── POTONGAN DOKUMEN
"Lalu saksi (MAM), saudara tersangka, dia posisinya memang dimintai bantuan (tersangka), tidak ikut kegiatan membantu atau memperlancar, dia tidak tahu sama sekali," jelasnya.
Bahkan, menurut Jumhur, saat misteri penemuan mayat mutilasi dalam koper tersebut bermuara pada penangkapan terhadap tersangka, dan membuatnya harus diperiksa berjam-jam oleh penyidik kepolisian, Saksi MAM merasa syok, dongkol, dan marah kepada tersangka.
Karena, Saksi MAM merasa tersangka menyalahgunakan hubungan kekerabatan dengannya dalam upaya menghilangkan barang bukti potongan mayat tubuh korban.
"Dia saat baru tahu, ya marah, gak percaya; kok awakmu ngunu (kok kamu begitu). Untungnya dia merasa gak tahu dan tidak merasa dilibatkan juga kan. Tapi dia kaget dan marah," ungkapnya.
────
── DATA TERSEDIA
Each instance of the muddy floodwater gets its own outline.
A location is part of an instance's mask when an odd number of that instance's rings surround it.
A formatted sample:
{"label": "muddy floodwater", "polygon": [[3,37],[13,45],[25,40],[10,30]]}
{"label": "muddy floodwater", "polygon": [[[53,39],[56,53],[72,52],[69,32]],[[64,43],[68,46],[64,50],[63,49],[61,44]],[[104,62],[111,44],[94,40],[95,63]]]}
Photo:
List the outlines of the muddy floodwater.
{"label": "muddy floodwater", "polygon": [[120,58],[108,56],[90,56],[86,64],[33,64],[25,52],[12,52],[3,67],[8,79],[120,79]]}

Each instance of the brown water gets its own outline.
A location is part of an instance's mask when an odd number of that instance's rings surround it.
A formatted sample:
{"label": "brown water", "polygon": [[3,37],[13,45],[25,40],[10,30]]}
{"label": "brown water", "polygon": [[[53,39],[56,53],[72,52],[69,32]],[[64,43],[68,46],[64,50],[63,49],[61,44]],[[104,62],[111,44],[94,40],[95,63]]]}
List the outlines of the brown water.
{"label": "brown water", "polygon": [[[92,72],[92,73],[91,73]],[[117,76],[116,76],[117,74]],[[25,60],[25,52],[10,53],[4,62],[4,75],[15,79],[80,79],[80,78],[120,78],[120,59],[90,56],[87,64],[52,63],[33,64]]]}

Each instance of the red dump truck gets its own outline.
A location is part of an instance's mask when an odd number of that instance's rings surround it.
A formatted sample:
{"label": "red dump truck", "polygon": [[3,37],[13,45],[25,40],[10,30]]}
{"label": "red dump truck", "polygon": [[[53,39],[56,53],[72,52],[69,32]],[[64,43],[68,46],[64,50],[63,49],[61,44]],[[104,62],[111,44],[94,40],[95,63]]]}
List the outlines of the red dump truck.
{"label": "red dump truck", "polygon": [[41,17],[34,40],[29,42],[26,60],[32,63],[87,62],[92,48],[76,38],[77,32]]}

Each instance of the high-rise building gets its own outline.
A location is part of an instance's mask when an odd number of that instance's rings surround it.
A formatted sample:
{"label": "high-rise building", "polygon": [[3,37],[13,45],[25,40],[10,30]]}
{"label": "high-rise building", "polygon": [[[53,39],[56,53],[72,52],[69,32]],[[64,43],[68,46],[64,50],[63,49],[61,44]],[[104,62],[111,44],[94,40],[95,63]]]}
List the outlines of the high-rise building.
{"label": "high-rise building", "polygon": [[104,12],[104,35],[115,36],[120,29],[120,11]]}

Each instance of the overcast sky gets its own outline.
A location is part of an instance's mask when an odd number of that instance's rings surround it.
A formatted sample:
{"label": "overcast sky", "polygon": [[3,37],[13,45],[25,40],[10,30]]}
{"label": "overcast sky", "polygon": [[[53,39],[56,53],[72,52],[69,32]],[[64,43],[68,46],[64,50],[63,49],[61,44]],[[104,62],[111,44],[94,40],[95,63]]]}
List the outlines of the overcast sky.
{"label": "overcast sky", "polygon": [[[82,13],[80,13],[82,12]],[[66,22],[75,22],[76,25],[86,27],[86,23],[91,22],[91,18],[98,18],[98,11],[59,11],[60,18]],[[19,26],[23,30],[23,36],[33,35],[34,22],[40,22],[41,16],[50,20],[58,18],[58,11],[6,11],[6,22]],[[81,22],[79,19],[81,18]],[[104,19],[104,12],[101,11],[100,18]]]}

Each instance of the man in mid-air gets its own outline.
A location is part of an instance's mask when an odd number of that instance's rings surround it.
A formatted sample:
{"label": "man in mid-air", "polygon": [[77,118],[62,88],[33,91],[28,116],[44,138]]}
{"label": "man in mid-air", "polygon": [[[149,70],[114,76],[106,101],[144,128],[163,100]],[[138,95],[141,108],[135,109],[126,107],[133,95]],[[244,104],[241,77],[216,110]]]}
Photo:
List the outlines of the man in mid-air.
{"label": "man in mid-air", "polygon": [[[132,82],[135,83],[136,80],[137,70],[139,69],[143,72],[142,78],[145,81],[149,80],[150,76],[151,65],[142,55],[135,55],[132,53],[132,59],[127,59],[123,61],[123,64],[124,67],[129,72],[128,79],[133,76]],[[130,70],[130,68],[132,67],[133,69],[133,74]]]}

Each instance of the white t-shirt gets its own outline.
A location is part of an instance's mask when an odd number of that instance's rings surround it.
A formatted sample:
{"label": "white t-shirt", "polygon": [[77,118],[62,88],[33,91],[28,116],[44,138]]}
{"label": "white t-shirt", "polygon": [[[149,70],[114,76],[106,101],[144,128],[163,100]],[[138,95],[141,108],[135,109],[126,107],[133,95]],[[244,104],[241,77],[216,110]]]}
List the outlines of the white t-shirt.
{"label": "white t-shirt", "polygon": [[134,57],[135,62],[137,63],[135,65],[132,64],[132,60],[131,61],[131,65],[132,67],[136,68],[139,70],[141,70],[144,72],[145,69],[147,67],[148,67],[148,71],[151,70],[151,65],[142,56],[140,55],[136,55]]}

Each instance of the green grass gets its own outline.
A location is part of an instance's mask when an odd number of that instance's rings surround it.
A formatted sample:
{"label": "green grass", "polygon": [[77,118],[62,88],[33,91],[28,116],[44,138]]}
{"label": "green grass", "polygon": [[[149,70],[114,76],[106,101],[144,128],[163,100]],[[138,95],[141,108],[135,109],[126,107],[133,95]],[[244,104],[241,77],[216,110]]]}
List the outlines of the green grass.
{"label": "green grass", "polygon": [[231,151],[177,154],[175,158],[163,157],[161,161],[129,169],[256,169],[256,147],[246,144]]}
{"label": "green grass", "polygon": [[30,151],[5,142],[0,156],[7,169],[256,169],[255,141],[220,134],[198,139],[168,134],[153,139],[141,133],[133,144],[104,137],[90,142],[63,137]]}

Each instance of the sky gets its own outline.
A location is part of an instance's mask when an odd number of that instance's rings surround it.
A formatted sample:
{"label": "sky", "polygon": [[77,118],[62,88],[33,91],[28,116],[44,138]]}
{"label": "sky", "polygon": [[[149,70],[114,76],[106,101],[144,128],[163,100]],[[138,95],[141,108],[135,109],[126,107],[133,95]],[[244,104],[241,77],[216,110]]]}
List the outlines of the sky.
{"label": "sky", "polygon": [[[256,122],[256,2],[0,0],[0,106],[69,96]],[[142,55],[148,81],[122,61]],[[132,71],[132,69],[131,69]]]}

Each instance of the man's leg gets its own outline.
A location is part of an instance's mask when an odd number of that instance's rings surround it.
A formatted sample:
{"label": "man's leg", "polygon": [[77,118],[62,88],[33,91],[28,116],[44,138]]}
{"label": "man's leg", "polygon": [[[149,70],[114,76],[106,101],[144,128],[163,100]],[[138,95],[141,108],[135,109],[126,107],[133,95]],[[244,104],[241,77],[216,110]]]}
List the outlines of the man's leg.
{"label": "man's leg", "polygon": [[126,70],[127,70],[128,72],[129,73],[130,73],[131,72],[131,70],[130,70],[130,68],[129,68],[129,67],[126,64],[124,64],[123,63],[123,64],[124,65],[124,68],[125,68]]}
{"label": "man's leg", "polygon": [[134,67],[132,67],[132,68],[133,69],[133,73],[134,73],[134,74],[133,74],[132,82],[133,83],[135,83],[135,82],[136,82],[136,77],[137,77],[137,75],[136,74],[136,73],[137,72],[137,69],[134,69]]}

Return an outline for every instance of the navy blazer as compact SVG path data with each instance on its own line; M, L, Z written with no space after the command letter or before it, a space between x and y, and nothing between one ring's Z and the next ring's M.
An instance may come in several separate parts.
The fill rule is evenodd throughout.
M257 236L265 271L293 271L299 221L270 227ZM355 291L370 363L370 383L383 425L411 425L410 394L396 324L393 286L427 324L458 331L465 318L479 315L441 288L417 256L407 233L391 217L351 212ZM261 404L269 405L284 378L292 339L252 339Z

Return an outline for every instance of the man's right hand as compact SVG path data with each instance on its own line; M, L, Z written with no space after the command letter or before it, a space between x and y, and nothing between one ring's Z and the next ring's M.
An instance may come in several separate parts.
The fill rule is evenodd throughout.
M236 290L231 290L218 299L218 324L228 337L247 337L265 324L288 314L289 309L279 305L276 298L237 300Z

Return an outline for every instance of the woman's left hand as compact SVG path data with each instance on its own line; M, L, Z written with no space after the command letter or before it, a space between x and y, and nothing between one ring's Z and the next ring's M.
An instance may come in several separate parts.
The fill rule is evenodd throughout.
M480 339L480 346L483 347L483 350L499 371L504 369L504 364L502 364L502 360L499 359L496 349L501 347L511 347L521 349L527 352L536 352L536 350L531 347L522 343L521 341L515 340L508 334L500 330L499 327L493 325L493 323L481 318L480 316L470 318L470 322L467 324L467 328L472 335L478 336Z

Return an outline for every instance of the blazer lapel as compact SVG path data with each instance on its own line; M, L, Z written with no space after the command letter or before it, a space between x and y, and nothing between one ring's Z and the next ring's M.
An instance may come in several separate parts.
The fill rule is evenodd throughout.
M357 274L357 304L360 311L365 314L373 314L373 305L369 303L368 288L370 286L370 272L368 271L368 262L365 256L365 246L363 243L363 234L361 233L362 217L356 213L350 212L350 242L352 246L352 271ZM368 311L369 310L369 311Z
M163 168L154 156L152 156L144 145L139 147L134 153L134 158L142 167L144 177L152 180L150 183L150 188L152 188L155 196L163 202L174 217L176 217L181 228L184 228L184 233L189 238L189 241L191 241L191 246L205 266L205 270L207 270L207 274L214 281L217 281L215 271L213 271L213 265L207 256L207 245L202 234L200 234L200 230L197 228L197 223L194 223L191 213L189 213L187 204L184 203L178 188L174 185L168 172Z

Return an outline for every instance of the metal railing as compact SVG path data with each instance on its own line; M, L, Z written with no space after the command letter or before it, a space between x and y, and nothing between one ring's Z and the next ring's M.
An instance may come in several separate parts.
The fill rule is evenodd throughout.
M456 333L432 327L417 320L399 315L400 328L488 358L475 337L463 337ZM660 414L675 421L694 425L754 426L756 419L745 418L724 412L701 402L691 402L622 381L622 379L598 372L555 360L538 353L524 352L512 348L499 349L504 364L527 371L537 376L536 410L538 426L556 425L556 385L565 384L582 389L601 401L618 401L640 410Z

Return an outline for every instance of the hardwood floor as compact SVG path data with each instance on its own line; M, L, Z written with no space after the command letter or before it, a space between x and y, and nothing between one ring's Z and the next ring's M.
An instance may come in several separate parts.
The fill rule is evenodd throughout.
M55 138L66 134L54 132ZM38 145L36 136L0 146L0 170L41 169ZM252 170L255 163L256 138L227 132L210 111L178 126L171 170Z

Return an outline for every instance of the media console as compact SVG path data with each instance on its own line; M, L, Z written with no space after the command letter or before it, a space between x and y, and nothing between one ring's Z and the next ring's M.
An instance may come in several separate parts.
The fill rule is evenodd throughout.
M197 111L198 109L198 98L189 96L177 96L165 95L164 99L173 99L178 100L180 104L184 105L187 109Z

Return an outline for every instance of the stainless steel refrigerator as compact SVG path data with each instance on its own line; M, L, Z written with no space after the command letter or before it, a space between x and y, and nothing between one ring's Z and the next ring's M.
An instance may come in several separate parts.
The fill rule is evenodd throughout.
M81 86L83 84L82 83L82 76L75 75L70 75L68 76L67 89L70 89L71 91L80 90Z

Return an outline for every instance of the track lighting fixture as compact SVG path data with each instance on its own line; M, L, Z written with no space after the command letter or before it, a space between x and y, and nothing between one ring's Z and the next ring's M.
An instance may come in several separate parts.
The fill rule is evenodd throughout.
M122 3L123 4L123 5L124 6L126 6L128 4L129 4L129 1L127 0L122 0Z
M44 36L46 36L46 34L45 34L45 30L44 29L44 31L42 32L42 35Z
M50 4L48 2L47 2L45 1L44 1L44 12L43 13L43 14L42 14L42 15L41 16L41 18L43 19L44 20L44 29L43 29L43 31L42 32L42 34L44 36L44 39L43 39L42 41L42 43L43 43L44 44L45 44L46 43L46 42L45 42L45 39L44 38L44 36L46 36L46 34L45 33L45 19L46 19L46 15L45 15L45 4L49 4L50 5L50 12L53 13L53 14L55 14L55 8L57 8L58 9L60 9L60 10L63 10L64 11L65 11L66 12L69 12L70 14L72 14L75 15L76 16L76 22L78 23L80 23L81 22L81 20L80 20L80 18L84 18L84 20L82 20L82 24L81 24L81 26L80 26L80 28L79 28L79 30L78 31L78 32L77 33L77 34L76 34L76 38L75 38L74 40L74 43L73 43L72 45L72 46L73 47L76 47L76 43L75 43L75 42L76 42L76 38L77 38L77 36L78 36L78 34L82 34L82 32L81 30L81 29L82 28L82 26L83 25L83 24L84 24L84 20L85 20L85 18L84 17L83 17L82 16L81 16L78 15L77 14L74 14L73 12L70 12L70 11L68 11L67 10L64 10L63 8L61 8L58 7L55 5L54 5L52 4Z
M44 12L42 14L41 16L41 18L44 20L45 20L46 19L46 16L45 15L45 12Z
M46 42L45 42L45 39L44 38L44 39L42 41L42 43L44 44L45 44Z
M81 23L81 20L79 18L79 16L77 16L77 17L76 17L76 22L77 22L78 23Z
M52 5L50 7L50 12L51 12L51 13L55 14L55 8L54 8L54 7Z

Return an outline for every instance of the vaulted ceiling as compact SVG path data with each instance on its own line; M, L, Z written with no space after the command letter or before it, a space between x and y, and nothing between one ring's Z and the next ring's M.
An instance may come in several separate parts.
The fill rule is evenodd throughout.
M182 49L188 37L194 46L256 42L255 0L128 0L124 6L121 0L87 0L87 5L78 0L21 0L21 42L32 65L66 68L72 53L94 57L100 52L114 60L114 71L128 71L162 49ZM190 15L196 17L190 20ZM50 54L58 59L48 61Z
────
RINGKASAN TUGAS 1 >>
Dalam berita tentang mayat mutilasi dalam koper, apa yang dirasakan Saksi MAM terhadap tersangka menurut Jumhur?
RINGKASAN TUGAS 2 >>
Sunting berita tentang mayat mutilasi dalam koper mulai dari "Bahkan, menurut Jumhur, saat" sampai dengan "marah kepada tersangka.", dengan mengganti "syok" menjadi "terkejut".
RINGKASAN TUGAS 3 >>
Teruskan berita tentang mayat mutilasi dalam koper itu mulai setelah kalimat terakhirnya.

HASIL 1 >>
Saksi MAM merasa syok, dongkol, dan marah kepada tersangka.

HASIL 2 >>
Bahkan, menurut Jumhur, saat misteri penemuan mayat mutilasi dalam koper tersebut bermuara pada penangkapan terhadap tersangka, dan membuatnya harus diperiksa berjam-jam oleh penyidik kepolisian, Saksi MAM merasa terkejut, dongkol, dan marah kepada tersangka.

HASIL 3 >>
Lalu, bagaimana dengan kondisi tersangka selama menjalani masa penahanan di Mapolda Jatim untuk melengkapi pemberkasan perkara.
Menurut Jumhur, berdasarkan pemantauan selama ini, terdapat perubahan perilaku pada tersangka yang belakangan ini cenderung lebih banyak berdiam diri, merenung, dan berdoa.
Namun, secara umum, tersangka cenderung berperilaku lebih wajar sebagaimana sosok orang yang menyadari telah melakukan kejahatan.
Artinya, ungkap Jumhur, tersangka kini cenderung menerima segala bentuk takdir jalan hidup yang kini membuatnya mendekam di penjara sebagai bentuk pertanggungjawaban atas kelakuannya.
"Dia banyak merenung, dia banyak berdoa, kondisinya lebih normal, sudah mulai menerima, kalau saya lihat. Pokoknya dia mau menjalani (proses hukum ini)," katanya.
Namun, jangan sekali-kali menyinggung soal anaknya. Menurut Jumhur, tersangka masih begitu rapuh tatkala diajak ngobrol seputar anaknya.
Bahkan, tersangka benar-benar tidak dapat mengendalikan kondisinya hingga tangis air matanya tak terbendung karena sangat menyayangi anak-anaknya.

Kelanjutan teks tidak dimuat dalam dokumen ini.